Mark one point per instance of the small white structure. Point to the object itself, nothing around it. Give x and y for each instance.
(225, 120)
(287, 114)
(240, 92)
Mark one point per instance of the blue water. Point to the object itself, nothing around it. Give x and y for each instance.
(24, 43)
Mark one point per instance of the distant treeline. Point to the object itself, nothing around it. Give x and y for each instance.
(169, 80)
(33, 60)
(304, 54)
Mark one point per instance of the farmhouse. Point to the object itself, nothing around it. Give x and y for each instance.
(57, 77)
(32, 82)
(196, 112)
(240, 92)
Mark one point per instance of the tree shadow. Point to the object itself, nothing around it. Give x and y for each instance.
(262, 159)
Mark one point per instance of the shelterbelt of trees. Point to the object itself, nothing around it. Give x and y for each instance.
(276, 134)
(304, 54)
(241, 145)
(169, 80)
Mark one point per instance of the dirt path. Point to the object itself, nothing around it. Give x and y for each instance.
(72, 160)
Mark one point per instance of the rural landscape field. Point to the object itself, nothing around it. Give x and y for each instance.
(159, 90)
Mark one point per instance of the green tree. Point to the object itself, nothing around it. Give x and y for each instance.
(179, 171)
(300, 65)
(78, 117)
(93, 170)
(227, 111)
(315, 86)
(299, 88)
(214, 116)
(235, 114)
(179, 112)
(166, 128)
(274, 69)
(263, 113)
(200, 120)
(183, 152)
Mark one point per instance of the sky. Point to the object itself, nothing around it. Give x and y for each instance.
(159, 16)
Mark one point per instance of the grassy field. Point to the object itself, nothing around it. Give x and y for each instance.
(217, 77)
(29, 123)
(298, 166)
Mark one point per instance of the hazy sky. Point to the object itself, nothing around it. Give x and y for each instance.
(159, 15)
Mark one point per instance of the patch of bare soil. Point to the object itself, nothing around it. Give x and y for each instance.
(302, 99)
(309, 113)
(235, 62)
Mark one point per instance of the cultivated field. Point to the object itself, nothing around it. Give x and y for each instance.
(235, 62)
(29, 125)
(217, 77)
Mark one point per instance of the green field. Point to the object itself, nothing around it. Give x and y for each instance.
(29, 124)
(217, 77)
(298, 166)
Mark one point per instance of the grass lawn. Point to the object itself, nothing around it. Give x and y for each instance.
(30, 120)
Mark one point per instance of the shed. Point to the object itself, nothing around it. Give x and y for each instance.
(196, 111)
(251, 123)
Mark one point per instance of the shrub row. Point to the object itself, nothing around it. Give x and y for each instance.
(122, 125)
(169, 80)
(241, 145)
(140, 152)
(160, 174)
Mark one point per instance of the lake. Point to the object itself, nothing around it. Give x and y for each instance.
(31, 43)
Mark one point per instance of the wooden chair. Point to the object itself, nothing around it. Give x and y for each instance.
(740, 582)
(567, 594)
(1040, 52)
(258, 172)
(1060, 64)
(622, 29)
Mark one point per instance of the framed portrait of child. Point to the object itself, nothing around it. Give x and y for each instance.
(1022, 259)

★ ★ ★ ★ ★

## Task to carry out
Write out every item above word for word, keeping the original order and line breaks.

## Answer to this task
Mark one point per instance of the small white structure. Point to the object itself, nothing around it. Give x and y for each instance.
(225, 120)
(287, 114)
(240, 92)
Mark one point per instance of the blue water. Point to the object itself, nothing around it. Give x and y for each instance.
(24, 43)
Mark one point per instance of the distant treeline. Point to the object itself, nothing around it. Give x and y for each instance.
(169, 80)
(33, 60)
(304, 54)
Mark one point per instance of the farmhouse. Point to the object itself, nothing around it. Give x and y for each instance.
(57, 77)
(32, 82)
(196, 112)
(240, 92)
Mark one point per instance of the tree shadow. Point to the object itself, nothing around it. Give x and y for each instance.
(262, 159)
Mark one point per instance of the shelterbelt of trees. Point to the object itself, nothing around it. Give x and y for each instance.
(276, 134)
(304, 54)
(241, 145)
(169, 80)
Mark one point per instance of the dirt path. Point to the object itself, nothing around it. Give x and y for each instance.
(72, 160)
Mark one point per instance of the rural landscape field. Point to the object itself, nothing around it. Give x and y for each instance.
(159, 90)
Mark one point per instance of the green tree. Point to the object itself, nothing around it. Give x and y for each instance.
(179, 171)
(300, 65)
(78, 117)
(93, 170)
(227, 111)
(315, 86)
(299, 88)
(214, 116)
(235, 114)
(179, 112)
(166, 128)
(274, 69)
(263, 113)
(200, 120)
(183, 152)
Mark one point per instance of the sky. Point to the object itself, nothing around it. Give x and y for each instance.
(159, 16)
Mark one point per instance of the grassy field. Point to the object itself, nothing around it. Give x and y for each instance.
(217, 77)
(29, 123)
(298, 166)
Mark one point per instance of the hazy sky. Point to the object itself, nothing around it. Give x and y for each instance.
(159, 15)
Mark one point per instance of the patch of bare soil. Point to the object itself, nothing around it. Give x and y for each instance.
(302, 99)
(309, 113)
(235, 62)
Mark one point per instance of the cultivated field. Point to the object itself, nothing around it. Give x and y for each instance.
(235, 62)
(29, 125)
(217, 77)
Mark one point per instance of the green field. Point to the object itself, nothing around it. Give x and y for each instance.
(29, 124)
(217, 77)
(298, 166)
Mark one point per instance of the grass lawn. Point to the object itself, nothing around it. Give x and y for each instance.
(30, 120)
Mark one point per instance of the shed. Point to the object itself, nothing around it. Give x and y for each instance.
(196, 111)
(251, 123)
Mark one point per instance of the shrub row. Point to the object itself, nothing around it. Give x and y for each instance.
(122, 125)
(169, 80)
(241, 145)
(140, 152)
(160, 174)
Mark one point per instance of the lake. Point to the object itself, nothing around it. Give x and y for each instance.
(31, 43)
Mark one point per instance of the wooden chair. Point to the object itself, nothing around it. Give x and y for each instance.
(740, 582)
(567, 594)
(1040, 52)
(258, 172)
(1060, 64)
(622, 29)
Mark one point per instance of the framed portrait of child. Point to the object itself, nothing around it. Give x and y for each instance.
(1022, 259)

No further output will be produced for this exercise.